┌──
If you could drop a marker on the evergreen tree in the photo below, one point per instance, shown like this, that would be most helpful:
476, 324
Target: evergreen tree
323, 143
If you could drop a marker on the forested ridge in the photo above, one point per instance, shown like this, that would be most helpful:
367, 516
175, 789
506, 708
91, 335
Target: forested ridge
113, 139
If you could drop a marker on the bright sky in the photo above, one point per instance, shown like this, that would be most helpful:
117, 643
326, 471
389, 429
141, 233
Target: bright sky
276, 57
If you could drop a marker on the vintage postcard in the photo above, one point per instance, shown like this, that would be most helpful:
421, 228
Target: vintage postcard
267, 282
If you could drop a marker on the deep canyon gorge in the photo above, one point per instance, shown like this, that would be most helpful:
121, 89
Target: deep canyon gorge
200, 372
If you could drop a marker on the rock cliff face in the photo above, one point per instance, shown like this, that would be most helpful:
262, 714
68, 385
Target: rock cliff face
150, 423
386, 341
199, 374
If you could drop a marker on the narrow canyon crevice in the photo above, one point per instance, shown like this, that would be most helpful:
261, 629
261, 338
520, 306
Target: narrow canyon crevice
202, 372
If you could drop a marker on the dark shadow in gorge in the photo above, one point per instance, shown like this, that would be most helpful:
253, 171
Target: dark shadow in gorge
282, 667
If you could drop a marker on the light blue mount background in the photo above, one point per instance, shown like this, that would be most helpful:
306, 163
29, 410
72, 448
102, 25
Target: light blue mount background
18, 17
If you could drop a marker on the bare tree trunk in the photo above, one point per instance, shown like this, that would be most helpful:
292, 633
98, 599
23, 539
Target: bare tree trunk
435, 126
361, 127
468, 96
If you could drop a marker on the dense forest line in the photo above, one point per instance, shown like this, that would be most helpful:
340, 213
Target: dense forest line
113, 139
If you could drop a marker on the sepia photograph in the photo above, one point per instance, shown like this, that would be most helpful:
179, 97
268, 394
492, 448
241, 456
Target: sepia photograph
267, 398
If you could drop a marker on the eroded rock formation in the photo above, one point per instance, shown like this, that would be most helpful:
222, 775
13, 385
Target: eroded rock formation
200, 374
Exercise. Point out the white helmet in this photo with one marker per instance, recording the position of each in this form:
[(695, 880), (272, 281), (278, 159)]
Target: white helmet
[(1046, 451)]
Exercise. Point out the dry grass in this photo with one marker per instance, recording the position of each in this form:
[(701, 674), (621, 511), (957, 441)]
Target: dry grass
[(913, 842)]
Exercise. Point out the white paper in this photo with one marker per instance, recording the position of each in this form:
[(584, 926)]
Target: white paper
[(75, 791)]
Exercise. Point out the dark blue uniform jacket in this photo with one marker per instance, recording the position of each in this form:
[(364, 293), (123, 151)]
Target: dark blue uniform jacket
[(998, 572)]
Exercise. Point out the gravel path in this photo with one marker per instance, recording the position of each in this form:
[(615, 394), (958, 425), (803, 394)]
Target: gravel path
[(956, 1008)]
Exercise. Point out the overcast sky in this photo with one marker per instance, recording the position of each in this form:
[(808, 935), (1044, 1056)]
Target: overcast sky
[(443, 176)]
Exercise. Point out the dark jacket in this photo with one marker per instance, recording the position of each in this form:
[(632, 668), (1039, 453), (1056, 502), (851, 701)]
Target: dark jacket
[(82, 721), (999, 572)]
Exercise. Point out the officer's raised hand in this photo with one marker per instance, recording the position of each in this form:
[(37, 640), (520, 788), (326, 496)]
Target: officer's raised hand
└──
* GIVEN TASK *
Rewrite all of the data above, replacing "Target" with "Object" and leaving everything else unchanged.

* ANSWER FOR THE TASK *
If you could drop a marker on the evergreen tree in the photo below, one point per instance, shown like this, that would be most helpful:
476, 324
Object: evergreen tree
323, 143
If you could drop a marker on the forested ridge in the photo above, one point per instance, shown like this, that would be most helpful:
367, 516
175, 789
506, 708
91, 335
Object: forested ridge
113, 139
If you could drop a marker on the bright sky in the photo above, one point per instance, shown like this, that would be most helpful:
117, 643
326, 471
389, 429
141, 233
Object: bright sky
276, 57
If you could drop a marker on the vintage postcard in the photo above, one point per instance, shown like this, that would be most helpful:
421, 228
Object: vintage postcard
267, 282
If you could drop a marker on the deep canyon gorge in the photo above, one point per instance, shown like this, that would be most helpful:
121, 89
Object: deep canyon gorge
200, 372
If you could drop a marker on the rock cliff face in the photo above, one point per instance, shown like this, that would be most helpful:
262, 714
68, 385
Object: rock cliff face
150, 423
386, 341
199, 374
If you could drop a marker on the narrow canyon crevice in the photo above, one point per instance, shown like this, that would be most helpful:
261, 629
261, 338
520, 306
Object: narrow canyon crevice
202, 372
If you could drop a marker on the dark shadow in gorge in the photo above, one point per instance, shown like this, that would be most helpful:
253, 171
Object: dark shadow in gorge
282, 667
If you could drop a marker on the light blue mount background in the photo above, one point per instance, shown like this, that would be most helpful:
306, 163
29, 410
72, 448
102, 25
Object: light blue mount background
18, 17
If you could drop a marker on the bare tree trunk in the photo above, one point per instance, shown like this, that would be most helpful:
292, 633
98, 599
23, 539
Object: bare tree trunk
435, 126
361, 127
468, 96
If you could drop a marker on the dense forest line in the photo above, one point per instance, shown like this, that would be most helpful:
340, 213
Object: dense forest line
113, 139
If you could drop a marker on the sepia photograph in the photo above, one point per instance, shown like this, that would be most helpful:
179, 97
268, 394
492, 448
241, 456
Object: sepia photograph
267, 398
If you could drop a marker on the eroded rock formation in the photo above, one point per instance, shown like this, that would be most helpful:
222, 775
13, 385
Object: eroded rock formation
200, 374
Exercise. Point out the white helmet in this photo with one marker per instance, recording the position of each in this form:
[(695, 880), (272, 281), (278, 159)]
Object: white helmet
[(1046, 451)]
Exercise. Point out the dry grass in this photo with one marker per instance, recording the position of each in this form:
[(701, 674), (621, 511), (957, 441)]
Object: dry grass
[(913, 842)]
Exercise. Point out the white paper in this photo with one marker per instance, recording the position of each in this form:
[(584, 926)]
Object: white paper
[(75, 791)]
Exercise. Point out the dark blue uniform jacket in this photo with one marker per instance, recording the position of each in this form:
[(364, 293), (123, 151)]
Object: dark blue uniform jacket
[(998, 572)]
Exercise. Point out the gravel path in this photo with one marker per instance, recording the position of each in this form:
[(615, 394), (958, 425), (803, 394)]
Object: gravel path
[(956, 1008)]
Exercise. Point out the overcast sky in this photo with one marker per instance, recording the position of each in this form:
[(808, 935), (1044, 1056)]
Object: overcast sky
[(443, 176)]
Exercise. Point out the dark jacket in this photo with one marker per instance, recording the position of each in this form:
[(632, 668), (1039, 453), (1056, 502), (851, 701)]
Object: dark jacket
[(82, 721), (999, 572)]
Exercise. Point out the officer's raised hand in this photo with one marker per instance, recording the position of each in this form:
[(37, 640), (520, 788), (326, 496)]
Object: officer's raised hand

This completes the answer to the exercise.